EXCERPT
##############################

Thursday, October 28, 2004

A Curious Defense

The Bush campaign, and the right-wing punditry, has been scrambling to perform some last minute damage control over the debacle of the missing 380 tons of high grade explosives from the infamous Al Qaqaa weapons cache in Iraq. The underlying logic of the defensive maneuvers is curious to me because I believe that it, in itself, admits the weaknesses of the Bush presidency.

When the story
first broke, there was speculation that the site had been looted in the aftermath of the invasion. Since then, the exact timeline of when the materials disappeared from the site has become a vaguer issue. Today's New York Times reported:

The last time that international inspectors saw the explosives was in early March 2003, days before the American-led invasion. It is possible, inspectors with the International Atomic Energy Agency say, that Saddam Hussein's forces may have tried to move the material out of the 10 huge bunkers at the Al Qaqaa facility where it was stored to save it if the facility was bombed.

##############################

REQUIRED ACTION
In two sentences, sum up "A Curious Defense."

LISTED ENTRIES
##############################

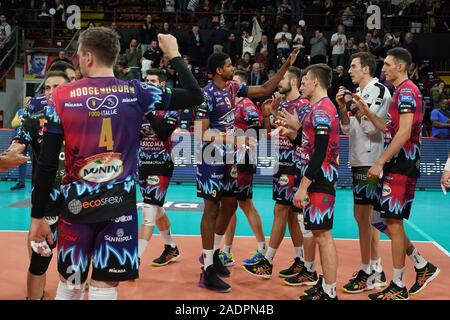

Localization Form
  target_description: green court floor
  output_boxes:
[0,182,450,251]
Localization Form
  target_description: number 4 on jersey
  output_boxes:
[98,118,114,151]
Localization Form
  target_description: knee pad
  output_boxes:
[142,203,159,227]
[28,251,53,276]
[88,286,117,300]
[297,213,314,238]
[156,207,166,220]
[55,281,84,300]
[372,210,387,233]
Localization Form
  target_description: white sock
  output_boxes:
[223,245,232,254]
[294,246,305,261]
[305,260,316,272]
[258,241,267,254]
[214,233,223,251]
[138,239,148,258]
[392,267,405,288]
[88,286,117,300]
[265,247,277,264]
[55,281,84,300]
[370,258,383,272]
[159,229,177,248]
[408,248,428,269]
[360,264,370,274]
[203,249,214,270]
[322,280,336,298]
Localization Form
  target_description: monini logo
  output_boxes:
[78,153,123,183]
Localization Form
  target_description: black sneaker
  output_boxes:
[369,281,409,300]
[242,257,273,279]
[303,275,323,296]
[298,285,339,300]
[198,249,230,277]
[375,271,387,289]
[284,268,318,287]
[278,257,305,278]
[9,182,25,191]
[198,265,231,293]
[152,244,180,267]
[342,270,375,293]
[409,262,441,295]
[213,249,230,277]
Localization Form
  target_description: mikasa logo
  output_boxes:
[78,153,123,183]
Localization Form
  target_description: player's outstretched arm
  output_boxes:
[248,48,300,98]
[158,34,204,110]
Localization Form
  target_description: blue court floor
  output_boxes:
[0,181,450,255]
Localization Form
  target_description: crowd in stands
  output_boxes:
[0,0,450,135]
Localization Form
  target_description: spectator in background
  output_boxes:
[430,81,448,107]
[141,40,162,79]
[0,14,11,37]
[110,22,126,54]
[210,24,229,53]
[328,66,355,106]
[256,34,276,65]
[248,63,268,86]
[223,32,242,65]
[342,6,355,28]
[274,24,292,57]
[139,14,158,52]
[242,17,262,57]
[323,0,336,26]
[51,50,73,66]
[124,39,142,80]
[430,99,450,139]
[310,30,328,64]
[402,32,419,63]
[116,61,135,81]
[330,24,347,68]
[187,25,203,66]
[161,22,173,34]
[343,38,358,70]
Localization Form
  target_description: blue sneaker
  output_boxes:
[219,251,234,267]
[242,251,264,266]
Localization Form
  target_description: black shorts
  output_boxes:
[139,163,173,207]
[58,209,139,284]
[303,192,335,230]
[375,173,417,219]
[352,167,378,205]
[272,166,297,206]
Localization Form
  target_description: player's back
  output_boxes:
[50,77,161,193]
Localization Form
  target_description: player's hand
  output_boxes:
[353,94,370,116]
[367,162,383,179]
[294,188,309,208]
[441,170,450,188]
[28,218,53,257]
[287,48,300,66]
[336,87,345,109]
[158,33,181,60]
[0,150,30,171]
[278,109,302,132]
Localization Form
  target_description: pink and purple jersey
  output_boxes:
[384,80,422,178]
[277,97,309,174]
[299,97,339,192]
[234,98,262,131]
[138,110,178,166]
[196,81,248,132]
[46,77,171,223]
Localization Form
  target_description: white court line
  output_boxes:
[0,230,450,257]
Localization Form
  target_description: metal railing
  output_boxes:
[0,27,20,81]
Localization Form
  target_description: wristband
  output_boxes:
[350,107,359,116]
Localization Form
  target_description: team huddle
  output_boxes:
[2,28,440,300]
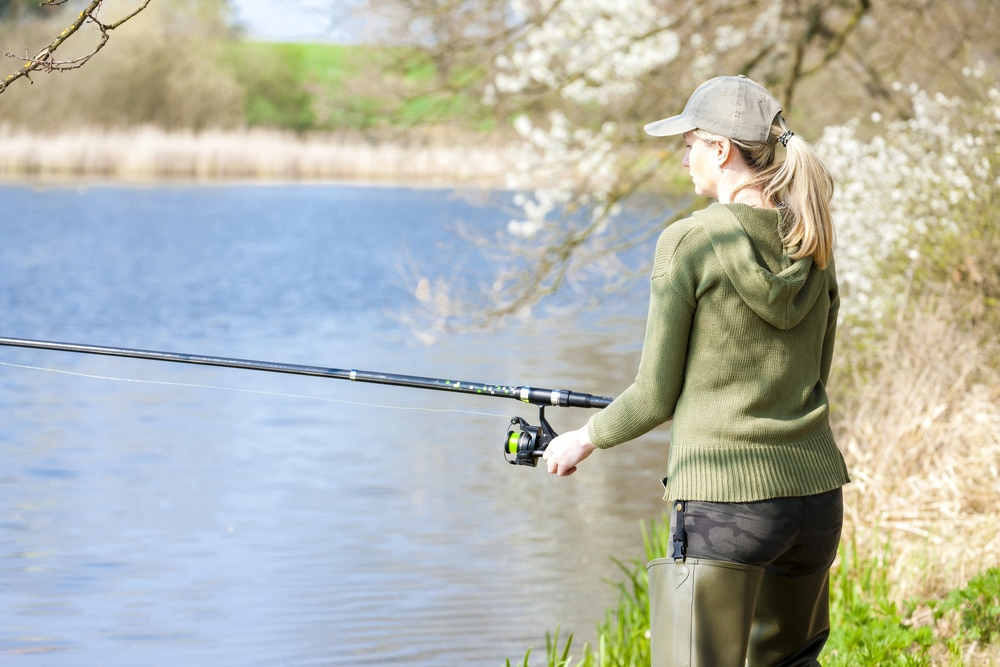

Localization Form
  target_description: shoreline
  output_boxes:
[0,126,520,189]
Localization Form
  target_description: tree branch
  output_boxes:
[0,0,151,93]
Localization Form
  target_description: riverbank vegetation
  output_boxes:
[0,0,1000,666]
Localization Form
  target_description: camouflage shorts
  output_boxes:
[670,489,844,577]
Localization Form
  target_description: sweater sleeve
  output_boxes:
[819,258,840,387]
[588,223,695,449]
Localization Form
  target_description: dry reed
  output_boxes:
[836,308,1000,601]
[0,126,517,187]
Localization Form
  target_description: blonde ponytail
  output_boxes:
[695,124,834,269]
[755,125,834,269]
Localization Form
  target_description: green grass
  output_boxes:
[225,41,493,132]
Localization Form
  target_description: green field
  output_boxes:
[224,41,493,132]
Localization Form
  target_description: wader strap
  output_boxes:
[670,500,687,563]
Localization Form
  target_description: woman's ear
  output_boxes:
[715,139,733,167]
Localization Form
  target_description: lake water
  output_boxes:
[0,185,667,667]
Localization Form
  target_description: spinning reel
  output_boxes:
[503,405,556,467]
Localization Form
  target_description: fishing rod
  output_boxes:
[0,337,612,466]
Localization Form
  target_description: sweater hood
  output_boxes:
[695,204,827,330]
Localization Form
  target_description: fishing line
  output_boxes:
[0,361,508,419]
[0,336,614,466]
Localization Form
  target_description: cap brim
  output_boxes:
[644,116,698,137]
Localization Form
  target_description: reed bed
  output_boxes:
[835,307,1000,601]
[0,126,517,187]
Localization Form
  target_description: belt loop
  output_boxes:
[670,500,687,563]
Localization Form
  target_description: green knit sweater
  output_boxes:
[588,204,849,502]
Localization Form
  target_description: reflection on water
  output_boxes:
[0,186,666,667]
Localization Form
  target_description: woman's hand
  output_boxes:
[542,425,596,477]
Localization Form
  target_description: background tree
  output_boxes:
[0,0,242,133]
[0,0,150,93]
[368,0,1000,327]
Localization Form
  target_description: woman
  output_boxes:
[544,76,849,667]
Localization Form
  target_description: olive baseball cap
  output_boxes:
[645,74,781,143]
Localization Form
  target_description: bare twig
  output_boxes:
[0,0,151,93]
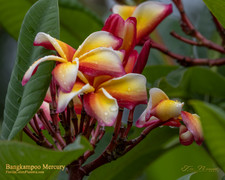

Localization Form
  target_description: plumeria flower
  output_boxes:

##############################

SOLVED PROBLEM
The Bush campaign and right-wing pundits are scrambling to contain the damage over 380 tons of high-grade explosives missing from the Al Qaqaa weapons cache in Iraq, and the writer believes the logic of their defense itself admits the weaknesses of the Bush presidency. Early speculation held that the site was looted after the invasion, but the timeline has since grown vaguer: the New York Times reports that inspectors last saw the explosives in early March 2003, and IAEA inspectors say Saddam Hussein's forces may have moved the material to protect it from bombing.